[Stored data entries]
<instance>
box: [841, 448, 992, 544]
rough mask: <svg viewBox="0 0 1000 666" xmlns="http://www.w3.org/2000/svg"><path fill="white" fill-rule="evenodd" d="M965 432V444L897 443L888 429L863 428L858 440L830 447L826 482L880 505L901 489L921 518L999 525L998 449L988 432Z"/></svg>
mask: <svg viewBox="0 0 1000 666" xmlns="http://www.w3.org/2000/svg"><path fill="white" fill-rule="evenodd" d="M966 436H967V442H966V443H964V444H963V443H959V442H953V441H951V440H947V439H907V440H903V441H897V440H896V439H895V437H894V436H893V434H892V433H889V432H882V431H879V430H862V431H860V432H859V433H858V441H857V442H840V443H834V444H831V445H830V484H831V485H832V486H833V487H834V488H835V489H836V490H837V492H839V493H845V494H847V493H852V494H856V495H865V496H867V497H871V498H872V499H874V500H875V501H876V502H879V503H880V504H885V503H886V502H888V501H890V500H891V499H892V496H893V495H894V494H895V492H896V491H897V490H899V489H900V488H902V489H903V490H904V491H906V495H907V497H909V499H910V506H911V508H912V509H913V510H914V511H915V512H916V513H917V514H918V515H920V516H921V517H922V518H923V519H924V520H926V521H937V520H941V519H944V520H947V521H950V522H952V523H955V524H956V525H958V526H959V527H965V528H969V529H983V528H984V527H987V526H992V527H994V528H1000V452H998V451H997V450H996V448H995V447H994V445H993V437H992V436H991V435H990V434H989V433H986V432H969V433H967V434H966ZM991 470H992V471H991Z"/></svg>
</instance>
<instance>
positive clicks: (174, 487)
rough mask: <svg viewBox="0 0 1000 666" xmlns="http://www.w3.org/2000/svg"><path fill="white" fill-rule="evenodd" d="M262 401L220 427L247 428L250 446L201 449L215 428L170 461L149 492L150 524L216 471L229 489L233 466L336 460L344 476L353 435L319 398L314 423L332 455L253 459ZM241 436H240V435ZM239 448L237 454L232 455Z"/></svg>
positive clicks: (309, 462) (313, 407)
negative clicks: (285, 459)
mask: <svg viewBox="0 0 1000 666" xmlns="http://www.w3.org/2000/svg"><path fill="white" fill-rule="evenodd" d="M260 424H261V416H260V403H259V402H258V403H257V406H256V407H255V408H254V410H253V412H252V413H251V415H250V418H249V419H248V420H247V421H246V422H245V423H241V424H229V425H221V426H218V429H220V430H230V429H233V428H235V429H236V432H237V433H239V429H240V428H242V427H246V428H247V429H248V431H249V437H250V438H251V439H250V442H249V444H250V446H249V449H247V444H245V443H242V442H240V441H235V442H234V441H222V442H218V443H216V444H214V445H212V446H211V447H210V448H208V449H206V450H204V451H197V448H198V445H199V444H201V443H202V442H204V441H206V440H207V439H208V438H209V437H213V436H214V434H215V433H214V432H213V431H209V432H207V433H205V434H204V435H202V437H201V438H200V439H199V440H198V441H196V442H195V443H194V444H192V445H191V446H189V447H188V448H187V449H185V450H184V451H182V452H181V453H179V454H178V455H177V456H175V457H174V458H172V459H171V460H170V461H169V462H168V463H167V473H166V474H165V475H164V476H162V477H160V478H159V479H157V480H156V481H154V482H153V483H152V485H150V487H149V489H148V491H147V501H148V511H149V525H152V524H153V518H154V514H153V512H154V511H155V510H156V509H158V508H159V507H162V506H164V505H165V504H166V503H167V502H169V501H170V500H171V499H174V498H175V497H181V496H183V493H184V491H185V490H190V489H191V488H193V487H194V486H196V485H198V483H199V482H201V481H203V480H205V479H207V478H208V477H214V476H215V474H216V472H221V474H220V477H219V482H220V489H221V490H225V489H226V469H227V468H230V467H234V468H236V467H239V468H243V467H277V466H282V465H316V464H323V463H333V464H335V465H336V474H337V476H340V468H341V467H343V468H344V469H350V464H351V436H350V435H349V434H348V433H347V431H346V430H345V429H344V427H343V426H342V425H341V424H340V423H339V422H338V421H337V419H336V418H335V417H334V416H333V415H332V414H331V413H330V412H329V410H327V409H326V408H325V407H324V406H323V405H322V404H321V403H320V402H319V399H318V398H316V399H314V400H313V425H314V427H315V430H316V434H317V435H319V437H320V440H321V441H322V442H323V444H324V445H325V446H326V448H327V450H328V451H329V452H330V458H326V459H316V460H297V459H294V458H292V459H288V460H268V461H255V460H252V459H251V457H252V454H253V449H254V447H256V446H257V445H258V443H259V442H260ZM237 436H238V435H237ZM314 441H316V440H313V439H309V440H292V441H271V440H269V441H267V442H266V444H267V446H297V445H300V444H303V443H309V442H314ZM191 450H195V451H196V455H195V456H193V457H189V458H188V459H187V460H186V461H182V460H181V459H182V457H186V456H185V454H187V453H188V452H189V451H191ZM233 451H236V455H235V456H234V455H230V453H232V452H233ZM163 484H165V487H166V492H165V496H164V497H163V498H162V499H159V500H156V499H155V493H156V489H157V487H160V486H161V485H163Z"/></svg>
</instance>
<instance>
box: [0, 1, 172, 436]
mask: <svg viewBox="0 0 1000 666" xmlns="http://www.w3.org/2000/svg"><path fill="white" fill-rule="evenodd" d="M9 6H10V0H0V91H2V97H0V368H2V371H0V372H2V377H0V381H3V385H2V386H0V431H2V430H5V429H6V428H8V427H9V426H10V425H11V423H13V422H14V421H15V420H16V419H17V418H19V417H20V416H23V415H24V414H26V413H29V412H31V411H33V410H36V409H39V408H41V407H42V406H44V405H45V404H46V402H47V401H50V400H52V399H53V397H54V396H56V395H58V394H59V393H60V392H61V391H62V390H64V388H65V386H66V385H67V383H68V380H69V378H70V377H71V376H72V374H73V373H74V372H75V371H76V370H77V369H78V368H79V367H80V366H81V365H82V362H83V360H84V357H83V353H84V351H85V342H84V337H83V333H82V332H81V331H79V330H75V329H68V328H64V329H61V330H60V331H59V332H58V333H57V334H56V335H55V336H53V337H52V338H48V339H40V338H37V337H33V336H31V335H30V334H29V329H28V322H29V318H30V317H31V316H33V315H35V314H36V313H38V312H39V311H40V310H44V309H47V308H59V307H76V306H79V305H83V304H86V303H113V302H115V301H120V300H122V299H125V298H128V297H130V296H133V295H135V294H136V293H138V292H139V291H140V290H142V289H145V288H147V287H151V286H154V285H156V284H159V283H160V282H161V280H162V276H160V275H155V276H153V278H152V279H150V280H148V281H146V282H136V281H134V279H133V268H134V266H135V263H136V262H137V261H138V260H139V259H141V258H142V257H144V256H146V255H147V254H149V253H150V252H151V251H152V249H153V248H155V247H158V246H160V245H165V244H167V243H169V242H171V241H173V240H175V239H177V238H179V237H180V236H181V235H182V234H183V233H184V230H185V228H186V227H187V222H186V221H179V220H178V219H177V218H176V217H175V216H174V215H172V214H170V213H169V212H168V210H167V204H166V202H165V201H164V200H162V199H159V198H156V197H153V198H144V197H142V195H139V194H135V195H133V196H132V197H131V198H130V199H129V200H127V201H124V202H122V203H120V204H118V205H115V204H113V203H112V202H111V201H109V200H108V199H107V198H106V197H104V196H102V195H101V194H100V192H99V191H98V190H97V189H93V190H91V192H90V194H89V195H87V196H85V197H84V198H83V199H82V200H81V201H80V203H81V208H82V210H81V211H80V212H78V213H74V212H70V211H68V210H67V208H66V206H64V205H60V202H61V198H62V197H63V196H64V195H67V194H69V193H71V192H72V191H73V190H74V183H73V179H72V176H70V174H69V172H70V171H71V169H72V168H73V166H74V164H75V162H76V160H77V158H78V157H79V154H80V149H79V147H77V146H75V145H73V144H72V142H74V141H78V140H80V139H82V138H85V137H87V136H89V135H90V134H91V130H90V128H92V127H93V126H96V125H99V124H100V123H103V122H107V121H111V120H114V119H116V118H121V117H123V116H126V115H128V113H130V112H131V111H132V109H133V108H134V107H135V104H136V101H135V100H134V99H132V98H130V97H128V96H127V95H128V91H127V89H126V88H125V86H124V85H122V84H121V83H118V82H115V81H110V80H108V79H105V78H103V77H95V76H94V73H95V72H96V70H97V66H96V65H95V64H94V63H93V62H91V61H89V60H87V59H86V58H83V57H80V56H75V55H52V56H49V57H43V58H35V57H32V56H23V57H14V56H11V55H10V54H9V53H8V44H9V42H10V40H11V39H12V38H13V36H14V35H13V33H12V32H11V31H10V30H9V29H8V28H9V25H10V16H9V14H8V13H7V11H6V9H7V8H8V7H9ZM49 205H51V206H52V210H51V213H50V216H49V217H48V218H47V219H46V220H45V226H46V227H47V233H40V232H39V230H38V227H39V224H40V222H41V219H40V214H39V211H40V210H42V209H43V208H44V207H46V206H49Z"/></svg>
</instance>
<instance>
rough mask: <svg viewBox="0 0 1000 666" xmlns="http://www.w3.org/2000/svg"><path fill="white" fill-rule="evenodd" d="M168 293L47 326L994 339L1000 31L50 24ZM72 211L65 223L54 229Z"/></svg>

ACTIVITY - From the records, copy out each line that includes the string "positive".

EXERCISE OUTPUT -
positive clicks: (174, 487)
positive clicks: (309, 462) (313, 407)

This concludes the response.